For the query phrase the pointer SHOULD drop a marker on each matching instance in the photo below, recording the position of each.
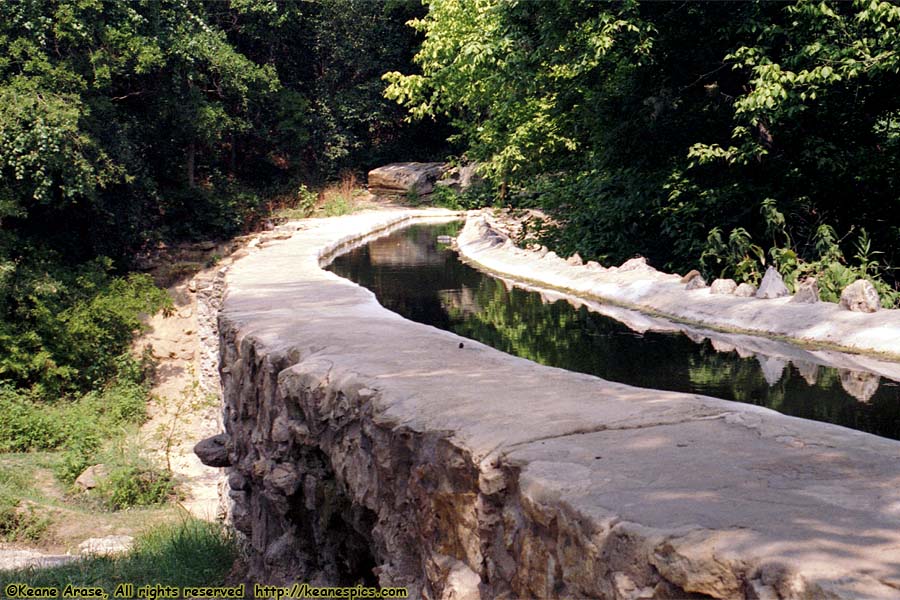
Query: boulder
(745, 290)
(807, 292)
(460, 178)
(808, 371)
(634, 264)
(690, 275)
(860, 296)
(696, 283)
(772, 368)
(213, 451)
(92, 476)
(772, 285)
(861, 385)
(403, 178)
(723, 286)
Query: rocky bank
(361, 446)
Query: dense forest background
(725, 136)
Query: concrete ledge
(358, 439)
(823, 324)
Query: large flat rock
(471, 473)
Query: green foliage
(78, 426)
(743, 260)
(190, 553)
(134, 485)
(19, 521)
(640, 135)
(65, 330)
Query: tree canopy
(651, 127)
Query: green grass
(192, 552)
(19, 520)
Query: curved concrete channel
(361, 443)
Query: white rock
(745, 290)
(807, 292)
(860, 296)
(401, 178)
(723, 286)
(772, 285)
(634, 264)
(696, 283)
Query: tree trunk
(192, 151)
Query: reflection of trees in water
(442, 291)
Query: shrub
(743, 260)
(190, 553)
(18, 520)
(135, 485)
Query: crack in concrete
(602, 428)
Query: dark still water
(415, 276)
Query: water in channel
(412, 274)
════════════════
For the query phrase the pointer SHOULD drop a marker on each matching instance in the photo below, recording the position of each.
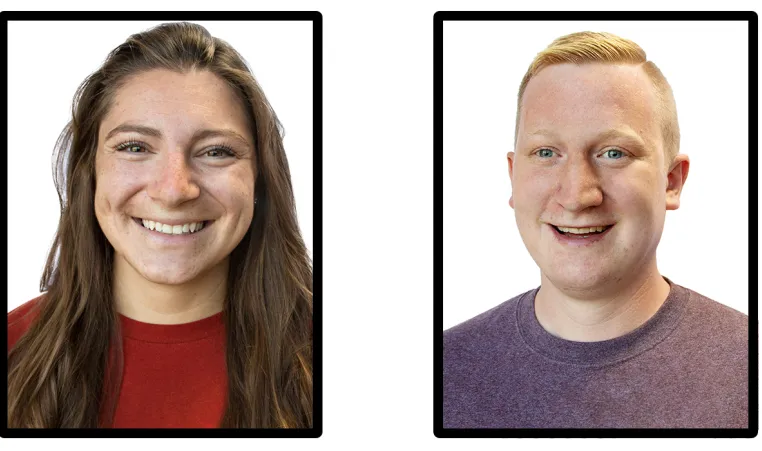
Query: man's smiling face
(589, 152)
════════════════
> [WHAT THIS TASK INVOLVES]: Pick out every line in the records that contains the word "concrete", and copy each of those lines out in full.

> [FINAL RESULT]:
Query: concrete ledge
Query: curved concrete channel
Query: crack in concrete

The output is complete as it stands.